Switch "white pipe" to "steel pipe" in the stretch from the line containing "of the horizontal" through the line containing "point(135, 317)", and return only those lines with nothing else altered.

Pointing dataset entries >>
######

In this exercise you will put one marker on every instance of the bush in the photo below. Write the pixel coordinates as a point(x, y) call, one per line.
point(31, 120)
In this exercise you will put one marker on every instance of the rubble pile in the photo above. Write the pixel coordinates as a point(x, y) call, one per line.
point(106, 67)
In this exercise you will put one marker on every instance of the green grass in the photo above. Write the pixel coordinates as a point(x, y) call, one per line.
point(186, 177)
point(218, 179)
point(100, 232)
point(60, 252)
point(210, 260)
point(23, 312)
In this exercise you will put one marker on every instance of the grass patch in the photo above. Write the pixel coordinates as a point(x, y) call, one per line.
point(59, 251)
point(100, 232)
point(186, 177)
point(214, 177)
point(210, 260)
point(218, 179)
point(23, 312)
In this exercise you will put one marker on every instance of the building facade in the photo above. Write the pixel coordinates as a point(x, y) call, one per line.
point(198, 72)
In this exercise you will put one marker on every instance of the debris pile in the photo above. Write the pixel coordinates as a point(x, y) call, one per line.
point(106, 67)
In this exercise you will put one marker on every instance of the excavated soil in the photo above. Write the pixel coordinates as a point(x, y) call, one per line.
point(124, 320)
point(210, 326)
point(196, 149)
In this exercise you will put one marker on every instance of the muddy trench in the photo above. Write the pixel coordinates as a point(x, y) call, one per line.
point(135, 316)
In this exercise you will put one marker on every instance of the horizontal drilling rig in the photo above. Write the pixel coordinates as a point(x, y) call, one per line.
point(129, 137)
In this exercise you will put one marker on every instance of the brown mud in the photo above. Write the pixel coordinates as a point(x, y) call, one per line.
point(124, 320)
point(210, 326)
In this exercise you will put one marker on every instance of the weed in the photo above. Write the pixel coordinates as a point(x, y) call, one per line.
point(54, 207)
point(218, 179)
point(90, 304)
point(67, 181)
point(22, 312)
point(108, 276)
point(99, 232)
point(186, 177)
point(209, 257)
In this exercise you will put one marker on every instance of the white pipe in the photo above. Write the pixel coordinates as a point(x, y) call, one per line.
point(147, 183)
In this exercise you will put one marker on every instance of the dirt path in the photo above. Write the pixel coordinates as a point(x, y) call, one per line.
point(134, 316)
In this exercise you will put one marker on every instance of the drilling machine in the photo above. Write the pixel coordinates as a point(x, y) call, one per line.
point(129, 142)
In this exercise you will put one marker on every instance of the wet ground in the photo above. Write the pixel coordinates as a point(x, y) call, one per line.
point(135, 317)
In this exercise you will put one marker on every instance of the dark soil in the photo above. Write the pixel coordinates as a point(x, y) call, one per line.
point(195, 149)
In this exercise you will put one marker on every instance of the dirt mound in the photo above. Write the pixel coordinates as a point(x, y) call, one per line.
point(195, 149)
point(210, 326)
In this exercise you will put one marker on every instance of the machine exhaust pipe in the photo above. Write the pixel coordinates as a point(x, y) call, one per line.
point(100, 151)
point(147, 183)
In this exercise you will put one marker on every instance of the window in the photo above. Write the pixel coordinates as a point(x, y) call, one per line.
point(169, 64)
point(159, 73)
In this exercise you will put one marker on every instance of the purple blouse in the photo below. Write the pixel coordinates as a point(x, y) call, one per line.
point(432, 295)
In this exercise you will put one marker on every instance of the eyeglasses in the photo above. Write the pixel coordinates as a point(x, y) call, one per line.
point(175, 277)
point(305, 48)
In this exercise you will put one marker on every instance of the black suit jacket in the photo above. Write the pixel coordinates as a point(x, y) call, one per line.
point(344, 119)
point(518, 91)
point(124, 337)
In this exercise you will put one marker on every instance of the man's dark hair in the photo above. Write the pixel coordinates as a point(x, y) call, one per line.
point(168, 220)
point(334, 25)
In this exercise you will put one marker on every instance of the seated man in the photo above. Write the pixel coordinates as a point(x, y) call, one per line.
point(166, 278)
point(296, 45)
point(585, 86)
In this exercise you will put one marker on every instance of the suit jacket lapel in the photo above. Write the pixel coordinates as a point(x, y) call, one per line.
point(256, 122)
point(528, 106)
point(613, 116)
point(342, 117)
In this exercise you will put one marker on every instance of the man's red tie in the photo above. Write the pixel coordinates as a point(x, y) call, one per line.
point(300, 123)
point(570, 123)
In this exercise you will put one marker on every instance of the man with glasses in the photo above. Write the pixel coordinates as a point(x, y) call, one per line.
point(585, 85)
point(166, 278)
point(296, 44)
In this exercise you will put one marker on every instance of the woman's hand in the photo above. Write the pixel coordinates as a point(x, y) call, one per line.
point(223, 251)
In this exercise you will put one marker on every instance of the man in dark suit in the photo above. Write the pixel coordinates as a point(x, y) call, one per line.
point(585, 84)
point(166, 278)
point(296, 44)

######

Response >>
In this exercise you will put one marker on every instance of the horizontal drilling rig in the photo above. Write the pixel coordinates as a point(x, y) call, one per line.
point(129, 137)
In this exercise you will put one marker on every instance of the brown mud in the photo above. Write the pixel coordinates as a point(x, y) call, one per line.
point(124, 320)
point(210, 326)
In this exercise you will put one marker on every instance of the weed in the photo above. Write the pixel coordinates as a point(x, y) call, one per line.
point(54, 207)
point(218, 179)
point(90, 304)
point(67, 181)
point(22, 312)
point(108, 276)
point(99, 232)
point(186, 177)
point(209, 257)
In this exercise you will put one marker on every instance of the steel pipe in the photo above. Write the pixel coordinates as a point(x, y) call, one per line.
point(147, 183)
In this exercise you will put one marker on every instance of the dirt path in the photo above. Write the pixel coordinates as a point(x, y) call, one per line.
point(134, 316)
In this exercise you will put one marker on every instance of the drilling machine in the photo above. Write the pixel coordinates as a point(x, y) call, one per line.
point(129, 142)
In this exercise you will put one marker on every instance of the wet ground in the photo above. Write the pixel coordinates as a point(x, y) call, one per line.
point(135, 317)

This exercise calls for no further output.